#### WHAT THE TASK ASKS
Copy the data below word for word, keeping every line unchanged and in its original order.

#### WORKING DATA
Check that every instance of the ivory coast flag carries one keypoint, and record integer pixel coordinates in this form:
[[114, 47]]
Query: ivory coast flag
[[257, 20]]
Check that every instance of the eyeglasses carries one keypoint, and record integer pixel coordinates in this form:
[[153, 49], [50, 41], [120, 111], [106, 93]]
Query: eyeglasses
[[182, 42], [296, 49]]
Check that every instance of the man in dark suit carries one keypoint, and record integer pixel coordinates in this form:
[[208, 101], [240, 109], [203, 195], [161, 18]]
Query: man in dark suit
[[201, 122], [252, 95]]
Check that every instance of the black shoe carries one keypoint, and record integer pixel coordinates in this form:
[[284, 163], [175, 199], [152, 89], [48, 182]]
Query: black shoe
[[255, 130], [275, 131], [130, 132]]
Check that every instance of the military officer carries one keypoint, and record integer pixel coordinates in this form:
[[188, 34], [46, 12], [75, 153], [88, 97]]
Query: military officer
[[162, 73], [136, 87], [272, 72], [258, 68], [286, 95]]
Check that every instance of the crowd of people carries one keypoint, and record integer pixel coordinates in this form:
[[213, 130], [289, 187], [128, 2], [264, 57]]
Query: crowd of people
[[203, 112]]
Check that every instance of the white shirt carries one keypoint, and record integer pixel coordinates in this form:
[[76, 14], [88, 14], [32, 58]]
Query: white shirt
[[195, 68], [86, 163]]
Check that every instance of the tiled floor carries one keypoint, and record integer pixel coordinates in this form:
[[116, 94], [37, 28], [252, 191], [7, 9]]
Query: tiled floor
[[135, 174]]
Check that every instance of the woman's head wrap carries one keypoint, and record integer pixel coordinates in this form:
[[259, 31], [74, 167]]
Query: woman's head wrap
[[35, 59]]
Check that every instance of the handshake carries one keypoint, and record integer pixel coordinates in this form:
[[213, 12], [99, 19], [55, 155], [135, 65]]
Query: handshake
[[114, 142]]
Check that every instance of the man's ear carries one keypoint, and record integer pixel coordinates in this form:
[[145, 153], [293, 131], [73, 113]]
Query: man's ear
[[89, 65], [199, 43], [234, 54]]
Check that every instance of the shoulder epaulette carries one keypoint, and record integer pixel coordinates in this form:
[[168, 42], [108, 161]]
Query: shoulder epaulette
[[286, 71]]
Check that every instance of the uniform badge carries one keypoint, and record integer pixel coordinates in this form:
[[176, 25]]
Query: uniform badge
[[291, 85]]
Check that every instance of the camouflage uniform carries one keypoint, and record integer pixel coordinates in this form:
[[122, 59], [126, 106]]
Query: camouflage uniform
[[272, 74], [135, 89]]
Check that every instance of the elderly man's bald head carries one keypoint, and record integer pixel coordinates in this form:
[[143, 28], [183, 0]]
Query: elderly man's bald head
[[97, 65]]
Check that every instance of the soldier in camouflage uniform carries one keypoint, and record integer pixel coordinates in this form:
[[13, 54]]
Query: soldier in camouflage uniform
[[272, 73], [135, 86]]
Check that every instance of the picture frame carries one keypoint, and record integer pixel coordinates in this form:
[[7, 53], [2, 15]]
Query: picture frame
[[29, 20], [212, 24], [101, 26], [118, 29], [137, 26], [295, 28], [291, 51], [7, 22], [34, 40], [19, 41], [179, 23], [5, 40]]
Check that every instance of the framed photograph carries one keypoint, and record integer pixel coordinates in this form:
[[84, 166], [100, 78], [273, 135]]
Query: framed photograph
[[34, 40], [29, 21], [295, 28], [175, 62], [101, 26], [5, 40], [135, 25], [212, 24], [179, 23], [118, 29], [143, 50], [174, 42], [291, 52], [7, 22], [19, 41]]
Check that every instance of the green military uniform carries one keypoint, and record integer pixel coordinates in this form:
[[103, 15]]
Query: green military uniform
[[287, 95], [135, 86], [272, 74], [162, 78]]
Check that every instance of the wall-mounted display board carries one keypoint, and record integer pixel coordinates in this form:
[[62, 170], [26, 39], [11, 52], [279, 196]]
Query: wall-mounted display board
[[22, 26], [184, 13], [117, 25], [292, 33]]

#### OUTPUT
Check that every instance of the ivory coast flag carries one keypoint, and record integer pixel coordinates in this form:
[[114, 47]]
Query: ivory coast flag
[[257, 20]]
Check that every instance of the eyeglasses carries one keypoint, and record integer pixel coordinates in this form:
[[153, 49], [50, 41], [120, 111], [106, 93]]
Query: eyeglasses
[[182, 42], [296, 49]]
Check that every instance of the man in dark suit carries one keypoint, and record integer pixel coordinates in this form:
[[208, 101], [240, 109], [203, 195], [161, 18]]
Query: man in dark suit
[[201, 122], [252, 95]]
Check that every instance of the black shoe carries one keypoint, and record integer pixel coordinates in this form:
[[284, 163], [175, 199], [152, 89], [48, 182]]
Query: black shoe
[[255, 130], [275, 131], [130, 132]]
Check that every instance of the military officer carries one keypoint, and record integer pixel coordinates in this form:
[[188, 34], [46, 12], [75, 153], [88, 97]]
Query: military officer
[[162, 73], [136, 87], [272, 72], [258, 68], [286, 95]]
Check that every instance of the crowd of people carries one keypoint, and record integer pixel coordinates in this form:
[[213, 130], [289, 187], [128, 2], [264, 57]]
Query: crowd of people
[[203, 112]]
Check that every instance of the white shirt carries one keypoint, and record integer pixel coordinates in this form:
[[76, 14], [88, 14], [32, 58]]
Query: white shirt
[[195, 68], [86, 163]]
Check that every instance of the tiled floor carries one keypoint, and record integer pixel coordinates in this form:
[[116, 94], [37, 28], [252, 191], [7, 9]]
Query: tiled floor
[[135, 174]]
Check that every instance of the woman's head wrap carries one keypoint, and record integer pixel coordinates in this form:
[[259, 31], [74, 167]]
Query: woman's head wrap
[[35, 59]]
Check that every instance of the handshake carries one keypoint, and record integer pixel coordinates in this form:
[[213, 12], [99, 19], [55, 155], [135, 65]]
Query: handshake
[[114, 142]]
Check that every instance of the man's ear carries one keypoint, and record integer pixel coordinates in this form:
[[145, 153], [293, 131], [73, 113]]
Query: man's ear
[[89, 65], [199, 43], [234, 54]]
Check that every instance of the shoulder epaulette carries one keypoint, and record integer pixel coordinates in this form:
[[168, 42], [108, 161]]
Query: shoulder epaulette
[[286, 71]]
Check that every instance of the uniform badge carries one keypoint, and record integer pixel coordinates in this form:
[[176, 25]]
Query: uniform badge
[[291, 85]]
Check that every instance of the camouflage uniform carries one keypoint, and record integer pixel coordinates in this form:
[[122, 59], [126, 106]]
Query: camouflage uniform
[[272, 74], [135, 89]]
Check that every instance of the elderly man's bald head carries one keypoint, and record integer pixel coordinates in this form:
[[143, 28], [183, 0]]
Query: elderly man's bald head
[[97, 65]]
Check that every instance of the soldier in camouflage uniform carries one keypoint, and record integer pixel coordinates in this form:
[[13, 54]]
Query: soldier in camouflage uniform
[[272, 73], [135, 86]]
Check that every instance of the picture frame carries one keypoint, and record integer pixel coordinates in this form:
[[7, 53], [2, 15]]
Query: picture frame
[[29, 20], [212, 24], [101, 26], [118, 29], [137, 26], [295, 28], [291, 51], [7, 22], [34, 40], [19, 41], [179, 23], [5, 40]]
Check that every instance of the framed photograph carries one keypoint, and record integer pixel coordinates in this form:
[[84, 166], [100, 78], [273, 135]]
Query: framed photograph
[[34, 40], [29, 21], [295, 28], [175, 62], [101, 26], [5, 40], [135, 25], [212, 24], [179, 23], [118, 29], [143, 50], [174, 42], [291, 52], [7, 22], [19, 41]]
Check that every instance of the green military uniform carries one keypoint, and record integer pixel coordinates in this form:
[[103, 15]]
Query: green military uniform
[[287, 95], [135, 86], [272, 74], [162, 78]]
Check that every instance of the wall-mounted display board carries one keypoint, and record integer pixel coordinates in this form:
[[62, 170], [26, 39], [11, 52], [279, 196]]
Query: wall-mounted display board
[[22, 26], [184, 13], [117, 25], [292, 33]]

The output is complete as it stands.